__What you should do__. Write out the entries below once more, exactly, with the pictures left out.

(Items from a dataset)
[Start]
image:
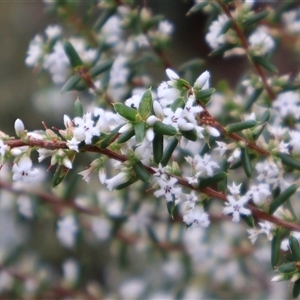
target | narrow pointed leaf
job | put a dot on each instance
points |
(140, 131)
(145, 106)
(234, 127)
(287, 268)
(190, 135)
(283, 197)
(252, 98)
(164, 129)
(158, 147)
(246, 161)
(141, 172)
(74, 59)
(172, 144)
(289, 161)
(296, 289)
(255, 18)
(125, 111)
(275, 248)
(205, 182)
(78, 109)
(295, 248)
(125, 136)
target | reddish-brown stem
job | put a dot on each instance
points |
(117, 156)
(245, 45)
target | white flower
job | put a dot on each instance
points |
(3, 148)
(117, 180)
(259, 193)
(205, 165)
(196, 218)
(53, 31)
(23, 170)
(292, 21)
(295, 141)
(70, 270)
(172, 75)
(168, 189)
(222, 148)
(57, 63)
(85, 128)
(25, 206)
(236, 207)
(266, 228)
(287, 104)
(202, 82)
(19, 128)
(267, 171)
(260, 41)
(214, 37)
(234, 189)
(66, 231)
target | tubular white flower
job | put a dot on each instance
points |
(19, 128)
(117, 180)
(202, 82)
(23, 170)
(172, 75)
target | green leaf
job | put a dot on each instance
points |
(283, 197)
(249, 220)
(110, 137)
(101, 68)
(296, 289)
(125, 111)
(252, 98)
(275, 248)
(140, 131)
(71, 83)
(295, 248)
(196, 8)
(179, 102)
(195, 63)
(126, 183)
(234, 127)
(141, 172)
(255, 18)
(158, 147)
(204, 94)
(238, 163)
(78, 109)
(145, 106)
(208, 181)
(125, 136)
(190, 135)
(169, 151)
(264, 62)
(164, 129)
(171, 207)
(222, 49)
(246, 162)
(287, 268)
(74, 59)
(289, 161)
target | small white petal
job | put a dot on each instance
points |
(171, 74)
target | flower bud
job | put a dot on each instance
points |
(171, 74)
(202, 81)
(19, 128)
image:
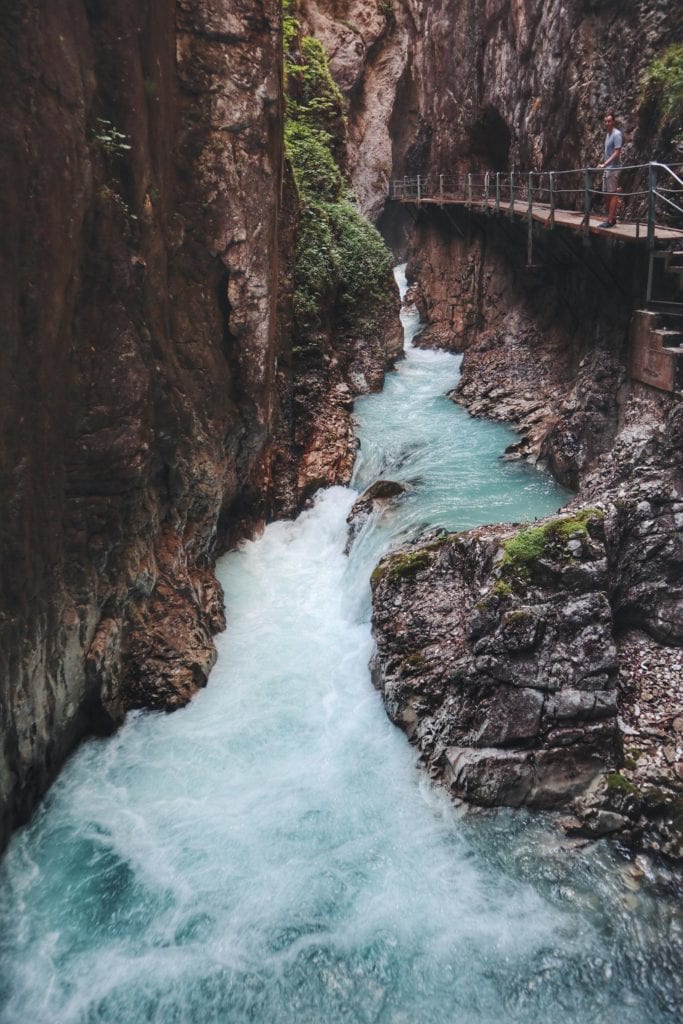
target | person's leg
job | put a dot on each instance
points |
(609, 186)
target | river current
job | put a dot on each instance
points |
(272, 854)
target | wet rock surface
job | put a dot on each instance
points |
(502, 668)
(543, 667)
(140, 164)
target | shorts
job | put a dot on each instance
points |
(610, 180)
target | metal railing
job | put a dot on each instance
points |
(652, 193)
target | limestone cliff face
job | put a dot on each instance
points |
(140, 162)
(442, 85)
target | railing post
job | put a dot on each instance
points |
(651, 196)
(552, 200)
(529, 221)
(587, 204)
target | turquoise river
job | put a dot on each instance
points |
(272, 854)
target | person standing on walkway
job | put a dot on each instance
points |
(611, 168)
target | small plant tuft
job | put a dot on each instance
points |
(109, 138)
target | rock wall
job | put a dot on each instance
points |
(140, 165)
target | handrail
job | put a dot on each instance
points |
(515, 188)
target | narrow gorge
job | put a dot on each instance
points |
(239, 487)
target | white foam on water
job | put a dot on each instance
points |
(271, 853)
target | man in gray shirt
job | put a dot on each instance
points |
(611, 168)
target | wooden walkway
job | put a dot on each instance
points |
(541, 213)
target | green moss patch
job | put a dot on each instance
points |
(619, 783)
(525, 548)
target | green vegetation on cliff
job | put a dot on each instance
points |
[End]
__Written response__.
image:
target | narrow pointed leaf
job | put a dot on each instance
points |
(140, 131)
(145, 106)
(234, 127)
(287, 268)
(190, 135)
(283, 197)
(252, 98)
(164, 129)
(158, 147)
(246, 161)
(141, 172)
(74, 59)
(172, 144)
(289, 161)
(296, 289)
(255, 18)
(125, 111)
(275, 248)
(205, 182)
(78, 109)
(295, 248)
(125, 136)
target | reddish-brown stem
job | put a dot on each instance
points |
(117, 156)
(245, 45)
target | white flower
job | put a dot on each instance
points |
(3, 148)
(117, 180)
(259, 193)
(205, 165)
(196, 218)
(53, 31)
(23, 170)
(292, 21)
(295, 141)
(70, 270)
(172, 75)
(168, 189)
(222, 148)
(57, 63)
(85, 128)
(25, 206)
(236, 207)
(266, 228)
(287, 104)
(202, 82)
(19, 128)
(267, 171)
(260, 41)
(214, 37)
(234, 189)
(66, 231)
target | tubular white flower
job | put a dot on each instance
points |
(19, 128)
(117, 180)
(202, 82)
(23, 170)
(172, 75)
target | green leaf
job | put a dot on each instance
points |
(283, 197)
(249, 220)
(110, 137)
(101, 68)
(296, 289)
(125, 111)
(252, 98)
(275, 248)
(140, 131)
(71, 83)
(295, 248)
(196, 8)
(179, 102)
(195, 63)
(126, 183)
(234, 127)
(141, 172)
(255, 18)
(158, 147)
(204, 94)
(238, 163)
(78, 109)
(145, 106)
(208, 181)
(125, 136)
(190, 135)
(169, 151)
(264, 62)
(164, 129)
(171, 207)
(222, 49)
(246, 162)
(287, 268)
(74, 59)
(289, 161)
target | small white petal
job | put a dot on each instance
points |
(171, 74)
target | flower bud
job | put a dot on each instance
points |
(171, 74)
(202, 81)
(19, 128)
image:
target | person's leg
job | put a dot on each instance
points |
(609, 186)
target | river current
job | put a dot on each instance
points |
(272, 854)
target | wet rock surface
job | put a dot on each instance
points |
(502, 668)
(543, 667)
(140, 164)
target | shorts
job | put a dot on each instance
points |
(610, 180)
target | metal railing
job | put a dot on each instance
points |
(652, 193)
target | limestone cliff face
job | put a dot on each instance
points |
(140, 162)
(442, 85)
target | railing post
job | put a dot on each instance
points |
(651, 196)
(552, 200)
(529, 221)
(587, 204)
target | turquoise river
job | put a dot on each instance
points |
(272, 854)
target | person standing on walkway
job | put a dot on each instance
points |
(611, 168)
target | small plant tuft
job | put a dot on each instance
points |
(109, 138)
target | rock wall
job | put a dot on each instance
points |
(140, 165)
target | handrail
job | put a dot on each instance
points |
(515, 188)
target | narrow gorge
job | put a dot on each instance
points |
(239, 487)
target | white foam on water
job | put a dot on each instance
points |
(271, 853)
target | man in gray shirt
job | put a dot on each instance
points |
(611, 168)
target | wooden walkway
job | put a dot on each instance
points |
(541, 213)
target | green moss patch
job | put a dot on each instance
points |
(619, 783)
(525, 548)
target | green vegetation on cliff
job | put a dot on each instance
points |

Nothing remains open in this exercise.